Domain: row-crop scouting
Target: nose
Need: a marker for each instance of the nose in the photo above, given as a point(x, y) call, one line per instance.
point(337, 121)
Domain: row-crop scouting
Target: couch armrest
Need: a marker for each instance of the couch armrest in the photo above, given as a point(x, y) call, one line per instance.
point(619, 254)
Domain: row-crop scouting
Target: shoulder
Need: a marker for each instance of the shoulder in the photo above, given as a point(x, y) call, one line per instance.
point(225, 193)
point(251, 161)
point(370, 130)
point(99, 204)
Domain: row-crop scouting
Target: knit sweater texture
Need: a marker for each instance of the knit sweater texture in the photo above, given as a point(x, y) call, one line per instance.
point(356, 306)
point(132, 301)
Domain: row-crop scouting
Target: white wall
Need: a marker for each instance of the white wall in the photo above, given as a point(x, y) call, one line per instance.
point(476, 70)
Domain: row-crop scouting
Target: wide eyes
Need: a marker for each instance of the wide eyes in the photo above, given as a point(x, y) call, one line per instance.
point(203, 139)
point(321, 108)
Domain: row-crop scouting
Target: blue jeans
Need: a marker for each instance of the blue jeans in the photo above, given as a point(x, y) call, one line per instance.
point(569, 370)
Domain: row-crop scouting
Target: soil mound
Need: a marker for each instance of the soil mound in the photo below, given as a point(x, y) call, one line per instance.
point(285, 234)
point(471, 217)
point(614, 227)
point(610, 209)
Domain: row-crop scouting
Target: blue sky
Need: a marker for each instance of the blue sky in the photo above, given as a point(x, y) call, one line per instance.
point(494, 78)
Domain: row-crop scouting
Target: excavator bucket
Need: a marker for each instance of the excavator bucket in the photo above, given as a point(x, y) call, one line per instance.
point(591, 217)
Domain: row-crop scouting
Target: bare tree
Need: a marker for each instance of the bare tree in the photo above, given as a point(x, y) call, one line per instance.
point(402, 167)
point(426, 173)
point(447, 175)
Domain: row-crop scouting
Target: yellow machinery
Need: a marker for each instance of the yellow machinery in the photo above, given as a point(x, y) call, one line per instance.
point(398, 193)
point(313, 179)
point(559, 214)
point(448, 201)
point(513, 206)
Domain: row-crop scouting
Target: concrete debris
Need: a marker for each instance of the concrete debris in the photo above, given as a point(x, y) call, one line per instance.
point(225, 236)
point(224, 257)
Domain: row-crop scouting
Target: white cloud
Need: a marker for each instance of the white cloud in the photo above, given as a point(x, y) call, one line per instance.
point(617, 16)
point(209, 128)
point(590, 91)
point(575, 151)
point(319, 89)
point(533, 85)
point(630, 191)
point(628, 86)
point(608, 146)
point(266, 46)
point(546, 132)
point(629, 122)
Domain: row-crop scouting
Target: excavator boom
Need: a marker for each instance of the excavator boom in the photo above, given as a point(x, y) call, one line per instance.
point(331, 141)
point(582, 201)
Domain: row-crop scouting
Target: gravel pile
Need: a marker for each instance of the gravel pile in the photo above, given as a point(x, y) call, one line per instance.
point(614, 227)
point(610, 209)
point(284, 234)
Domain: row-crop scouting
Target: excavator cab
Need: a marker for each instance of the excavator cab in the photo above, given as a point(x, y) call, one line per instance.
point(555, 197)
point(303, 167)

PROBLEM »
Show every line of the items above that contains the word "white", copying each line in full.

IN RESPONSE »
Target: white wall
Need: a marker for each instance of the white wall in the photo above, given as a point(x, y) call, one line per instance.
Target: white cloud
Need: a marker for each instance of the white cloud in the photo above, given as a point(x, y) call, one line per instance.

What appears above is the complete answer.